Material for the task:
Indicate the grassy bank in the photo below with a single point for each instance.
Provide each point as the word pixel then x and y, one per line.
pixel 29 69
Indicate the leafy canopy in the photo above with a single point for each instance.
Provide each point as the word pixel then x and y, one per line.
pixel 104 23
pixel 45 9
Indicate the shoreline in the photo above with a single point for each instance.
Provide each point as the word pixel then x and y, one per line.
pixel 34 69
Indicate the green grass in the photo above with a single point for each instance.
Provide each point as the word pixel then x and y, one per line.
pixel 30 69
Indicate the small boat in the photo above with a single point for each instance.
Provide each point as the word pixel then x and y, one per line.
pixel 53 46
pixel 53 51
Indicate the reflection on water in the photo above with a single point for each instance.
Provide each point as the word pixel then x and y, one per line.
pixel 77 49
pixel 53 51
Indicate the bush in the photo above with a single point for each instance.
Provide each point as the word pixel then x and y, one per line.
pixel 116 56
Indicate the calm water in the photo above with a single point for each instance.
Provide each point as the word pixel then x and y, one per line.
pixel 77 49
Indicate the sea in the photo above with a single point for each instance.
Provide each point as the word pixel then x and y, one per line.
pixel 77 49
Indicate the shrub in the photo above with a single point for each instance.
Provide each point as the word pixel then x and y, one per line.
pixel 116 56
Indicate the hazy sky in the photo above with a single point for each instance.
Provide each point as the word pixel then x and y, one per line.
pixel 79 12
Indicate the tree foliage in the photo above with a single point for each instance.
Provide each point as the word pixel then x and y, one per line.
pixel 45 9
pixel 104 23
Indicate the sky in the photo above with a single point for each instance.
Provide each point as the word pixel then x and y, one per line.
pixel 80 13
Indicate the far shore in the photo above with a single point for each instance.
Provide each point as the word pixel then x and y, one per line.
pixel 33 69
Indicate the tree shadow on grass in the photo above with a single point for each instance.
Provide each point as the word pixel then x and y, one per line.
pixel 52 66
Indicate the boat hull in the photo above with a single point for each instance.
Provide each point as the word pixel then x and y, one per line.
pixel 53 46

The task: In the material above, transcribe exactly the lines beginning at the one with "Indicate the hazy" and ending at the one with "Indicate the tree foliage", both included.

Solution below:
Indicate the hazy sky in the photo above with a single point for each instance.
Provide each point as the word pixel then x and y, one per line.
pixel 79 12
Indicate the tree foliage in the photo above with a single point for each instance.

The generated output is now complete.